→ ПОСТАВЛЕННАЯ ЗАДАЧА A
Сдвиньте на 133 каждое число в координатах точек во всех строках записей, начиная с самой первой строки и до строки с «(1256, 255)» включительно. Всё остальное в этих строках перепишите без изменений.

→ ФРАГМЕНТ ДЛЯ ЧТЕНИЯ
■ ■ ■ ■ ■ ■ ■

При всем том Качалов не строил характер примитивно, он как бы все время видел дистанцию между личностью героя и исповедуемым им «верую». У Ивана в спектакле было самое разорванное, самое противоречивое сознание из всей карамазовской «семейки». Достаточно было взглянуть на это лицо, одухотворенное и немного надменное, на эти правильные черты, осененные волнами белокурых волос с одинокой прядью, спадающей низко, до самых бровей, на эти страдальческие глаза, тонкие губы, тронутые кривой усмешкой, чтобы ощутить, как мучается человек, как дорого оплачивает он свое ницшеанское «все позволено».

Мне не забыть, какой безысходной тоской веяло от всего качаловского существа, когда в миг короткого просветления его Иван шепотом произносил в суде: «А я за одну минуту радости отдал бы квадриллион квадриллионов». Было в нем и другое: глубокая уязвленность в сцене, когда пьяный отец в упоении жестокого сладострастия оскорбляет его покойную мать, нежность к Алеше, была и целомудренная любовь к Катерине Ивановне. Ум гордый и независимый, отгородившийся от других людей надменным «аристократизмом духа», качаловский Иван подчас удивительно оправдывал характеристику Алеши, назвавшего брата в хорошую минуту «молоденьким, желторотым мальчишкой».

Словом, и у Ивана были в спектакле свои «две бездны», созерцаемые «обе разом». Сдержанный и немногословный, внутренне он все время метался между стихийной тягой к доброму, преобладавшей в порывах Дмитрия, и злой смердяковщиной, опустошавшей душу героя. Иван как бы был поставлен в спектакле между этими двумя братьями — вот почему и мне захотелось рассказать сперва о них, а потом уж о нем.

■ ■ ■ ■ ■ ■ ■

Извлечённые записи

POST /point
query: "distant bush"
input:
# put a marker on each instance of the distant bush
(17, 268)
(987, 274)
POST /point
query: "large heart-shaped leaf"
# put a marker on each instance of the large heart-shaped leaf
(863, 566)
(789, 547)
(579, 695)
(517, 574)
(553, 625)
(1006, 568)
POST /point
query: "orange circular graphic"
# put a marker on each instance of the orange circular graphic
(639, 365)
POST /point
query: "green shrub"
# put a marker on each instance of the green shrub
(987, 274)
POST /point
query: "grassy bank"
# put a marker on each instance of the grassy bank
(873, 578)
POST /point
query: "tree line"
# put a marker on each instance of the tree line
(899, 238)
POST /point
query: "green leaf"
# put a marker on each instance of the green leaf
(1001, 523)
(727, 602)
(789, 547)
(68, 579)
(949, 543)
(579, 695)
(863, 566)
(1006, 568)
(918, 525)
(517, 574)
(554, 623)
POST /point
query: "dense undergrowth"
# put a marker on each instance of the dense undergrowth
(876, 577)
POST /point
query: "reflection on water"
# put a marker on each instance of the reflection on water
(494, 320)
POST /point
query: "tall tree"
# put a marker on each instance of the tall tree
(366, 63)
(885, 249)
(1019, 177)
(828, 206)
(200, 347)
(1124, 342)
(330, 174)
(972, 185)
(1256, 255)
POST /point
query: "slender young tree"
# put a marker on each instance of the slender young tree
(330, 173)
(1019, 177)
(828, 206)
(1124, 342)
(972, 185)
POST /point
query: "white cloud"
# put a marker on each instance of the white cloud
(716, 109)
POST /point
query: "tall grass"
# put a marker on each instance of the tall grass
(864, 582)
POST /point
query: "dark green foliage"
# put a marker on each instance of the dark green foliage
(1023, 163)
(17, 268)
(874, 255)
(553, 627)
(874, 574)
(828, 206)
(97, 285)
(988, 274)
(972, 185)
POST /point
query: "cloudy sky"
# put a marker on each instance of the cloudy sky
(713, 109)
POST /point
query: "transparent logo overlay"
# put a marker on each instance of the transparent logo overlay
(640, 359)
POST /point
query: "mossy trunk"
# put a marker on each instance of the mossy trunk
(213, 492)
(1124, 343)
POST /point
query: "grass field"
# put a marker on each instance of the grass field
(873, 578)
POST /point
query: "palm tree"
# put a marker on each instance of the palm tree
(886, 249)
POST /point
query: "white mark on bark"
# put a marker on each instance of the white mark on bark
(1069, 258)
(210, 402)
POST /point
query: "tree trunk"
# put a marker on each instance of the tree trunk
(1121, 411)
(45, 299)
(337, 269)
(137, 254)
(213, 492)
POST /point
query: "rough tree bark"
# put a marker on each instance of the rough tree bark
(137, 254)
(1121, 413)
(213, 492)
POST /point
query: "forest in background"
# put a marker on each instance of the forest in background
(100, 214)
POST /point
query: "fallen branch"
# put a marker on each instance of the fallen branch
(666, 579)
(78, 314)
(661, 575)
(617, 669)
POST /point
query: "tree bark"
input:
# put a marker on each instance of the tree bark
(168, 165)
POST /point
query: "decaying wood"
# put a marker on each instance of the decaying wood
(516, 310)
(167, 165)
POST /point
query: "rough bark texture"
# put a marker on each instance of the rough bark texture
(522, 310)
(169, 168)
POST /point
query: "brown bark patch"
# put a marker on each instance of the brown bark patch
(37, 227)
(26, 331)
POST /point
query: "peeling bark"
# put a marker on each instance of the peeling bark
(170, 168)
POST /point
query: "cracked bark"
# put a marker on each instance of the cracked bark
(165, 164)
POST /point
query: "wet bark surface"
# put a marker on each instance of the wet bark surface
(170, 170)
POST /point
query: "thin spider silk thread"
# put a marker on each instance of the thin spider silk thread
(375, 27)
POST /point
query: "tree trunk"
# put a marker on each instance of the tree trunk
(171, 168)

■ ■ ■ ■ ■ ■ ■

→ ПОСТАВЛЕННАЯ ЗАДАЧА B
Продолжите отрывок о Качалове в роли Ивана Карамазова, начав сразу после его последнего предложения.

→ РЕЗУЛЬТАТ A
POST /point
query: "distant bush"
input:
# put a marker on each instance of the distant bush
(150, 401)
(1120, 407)
POST /point
query: "large heart-shaped leaf"
# put a marker on each instance of the large heart-shaped leaf
(996, 699)
(922, 680)
(712, 828)
(650, 707)
(686, 758)
(1139, 701)
POST /point
query: "orange circular graphic"
# put a marker on each instance of the orange circular graphic
(772, 498)
POST /point
query: "green shrub"
# put a marker on each instance of the green shrub
(1120, 407)
POST /point
query: "grassy bank"
# put a marker on each instance of the grassy bank
(1006, 711)
POST /point
query: "tree line"
# put a marker on each instance of the tree line
(1032, 371)
POST /point
query: "green leaf"
# put a marker on each instance of the green leaf
(1134, 656)
(860, 735)
(922, 680)
(201, 712)
(1082, 676)
(712, 828)
(996, 699)
(1139, 701)
(1051, 658)
(650, 707)
(687, 756)
POST /point
query: "dense undergrowth"
# put a marker on each instance of the dense undergrowth
(1009, 710)
POST /point
query: "reflection on water"
# put a marker on each instance of the reflection on water
(627, 453)
POST /point
query: "tall tree"
# put a marker on each instance of the tall tree
(499, 196)
(1018, 382)
(1152, 310)
(961, 339)
(333, 480)
(1257, 475)
(463, 307)
(1105, 318)
(1389, 388)

→ РЕЗУЛЬТАТ B
Двойственность качаловского Ивана нашла свое полное выражение в сцене с чертом — второй кульминации спектакля после «Мокрого».

Вопрос о черте дебатировался, насколько я помню, на многих репетициях «Карамазовых». Решение пришло не сразу. У Достоевского черт материализован, конкретен, ему придан характерный облик, весьма выразительный костюм. Казалось бы, тем больше оснований было у театра ввести эту колоритную фигуру в спектакль. Так первоначально и виделся этот эпизод Владимиру Ивановичу. Однако принято было предложение Качалова, который говорил тогда, что черт — плод больной фантазии Ивана Федоровича. Незачем вмешивать в это дело публику, состоящую из нормальных людей. Качалов предложил решать сцену, как галлюцинацию Ивана, как поединок «двух бездн», расколовших надвое его душу, и убедил в этом Владимира Ивановича. Диалог с чертом превратился в самодиалог.

Это было верно не только потому, что уводило спектакль от мистики, особенно пагубной в те «позорные» годы. Это было верно для Достоевского, потому что отвечало его «многоголосию», его страсти к душевным диспутам, к анализу скрытых движений человеческого ума. Но только Качалов, актер-философ, художник такой интеллектуальной силы, выше которой я в театре не знаю, мог справиться с этой труднейшей задачей — выплеснуть в зрительный зал неудержимый поток схватывающихся мыслей Ивана.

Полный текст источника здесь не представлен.